"""

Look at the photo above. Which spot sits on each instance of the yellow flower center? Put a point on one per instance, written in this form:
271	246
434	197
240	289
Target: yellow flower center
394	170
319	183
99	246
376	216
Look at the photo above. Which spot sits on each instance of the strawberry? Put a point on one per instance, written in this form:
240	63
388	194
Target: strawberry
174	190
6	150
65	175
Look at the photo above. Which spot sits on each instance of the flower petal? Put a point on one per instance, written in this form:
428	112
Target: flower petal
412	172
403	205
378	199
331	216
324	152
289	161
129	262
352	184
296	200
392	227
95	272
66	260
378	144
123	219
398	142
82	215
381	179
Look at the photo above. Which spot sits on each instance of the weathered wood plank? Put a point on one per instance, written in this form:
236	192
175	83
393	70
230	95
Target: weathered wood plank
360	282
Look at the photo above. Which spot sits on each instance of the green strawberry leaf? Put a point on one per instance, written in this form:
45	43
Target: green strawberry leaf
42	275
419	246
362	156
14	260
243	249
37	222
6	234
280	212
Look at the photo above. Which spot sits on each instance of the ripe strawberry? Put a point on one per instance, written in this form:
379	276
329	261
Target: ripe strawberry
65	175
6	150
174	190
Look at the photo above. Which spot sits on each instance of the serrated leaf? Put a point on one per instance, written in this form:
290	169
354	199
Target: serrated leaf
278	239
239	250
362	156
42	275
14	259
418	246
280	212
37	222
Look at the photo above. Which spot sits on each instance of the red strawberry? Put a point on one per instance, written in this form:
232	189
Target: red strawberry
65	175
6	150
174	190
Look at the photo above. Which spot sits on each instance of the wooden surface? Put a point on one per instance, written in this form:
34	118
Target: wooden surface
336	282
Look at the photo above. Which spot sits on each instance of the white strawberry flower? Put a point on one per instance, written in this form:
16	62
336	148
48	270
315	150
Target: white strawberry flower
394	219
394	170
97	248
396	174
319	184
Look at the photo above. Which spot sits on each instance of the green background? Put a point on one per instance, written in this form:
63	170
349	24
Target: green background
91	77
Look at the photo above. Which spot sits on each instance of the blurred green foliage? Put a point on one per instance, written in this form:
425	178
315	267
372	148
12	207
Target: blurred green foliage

"""

> [Aim]:
Reproduce the complete set of lines precisely as supplied.

> [Written answer]:
Look at the photo above. Which spot sits on each instance of the yellow flower center? Put a point on one per instance, written in this form:
271	246
434	197
240	289
Target: yellow flower center
394	170
319	183
99	246
376	216
Look at the photo above. Which spot sits on each instance of the strawberry? Put a point on one per instance, written in this form:
240	63
388	194
Target: strawberry
174	190
6	150
65	175
Look at the photo above. Which spot sits on each instance of the flower petal? Put a point on one per instance, written in this form:
428	112
Target: flower petal
412	172
403	205
378	199
331	216
324	152
289	161
129	262
352	184
296	200
392	227
95	272
66	260
378	144
123	219
398	142
82	215
381	179
Look at the photo above. Which spot sits on each instance of the weathered wood plank? Put a point on one per instance, written in this form:
236	192
175	83
393	70
230	95
Target: weathered wood plank
360	282
Look at the photo above. Which spot sits on each instance of the green strawberry leaf? Put a point on one per instance, written in this form:
45	43
Target: green strawberry leaf
42	275
419	246
362	156
14	260
243	249
37	222
6	234
280	212
Look at the photo above. Which spot sits on each instance of the ripe strawberry? Put a point on one per instance, written in this form:
379	276
329	261
Target: ripe strawberry
65	175
6	150
174	190
Look at the photo above. Which spot sits on each instance of the serrated leaf? Put a point on one per instance, written in this form:
290	169
354	199
Target: serrated leaf
278	239
239	250
362	156
42	275
14	259
418	246
280	212
37	222
Look at the photo above. Which spot sits on each instance of the red strawberry? Put a point on one per instance, written in this form:
232	189
Target: red strawberry
65	175
6	150
174	190
Look at the photo above. Which spot sits on each instance of the wooden surface? Put a point on one per instance, written in this form:
34	118
Target: wooden surface
336	282
Look at the photo above. Which spot sits on each instance of the white strawberry flower? Put a point on one per instance, written in this form:
16	62
336	148
48	270
315	150
Target: white strawberry flower
394	219
394	170
97	248
396	174
319	184
Look at the photo above. Which spot sits on each instance of the green background? Put a point on one per instance, written in this form:
63	170
349	24
Target: green background
91	77
Look at the photo above. Which spot sits on each instance of the blurred green foliage? Put a point on one per instance, written in this form:
425	178
315	267
372	148
12	207
Target: blurred green foliage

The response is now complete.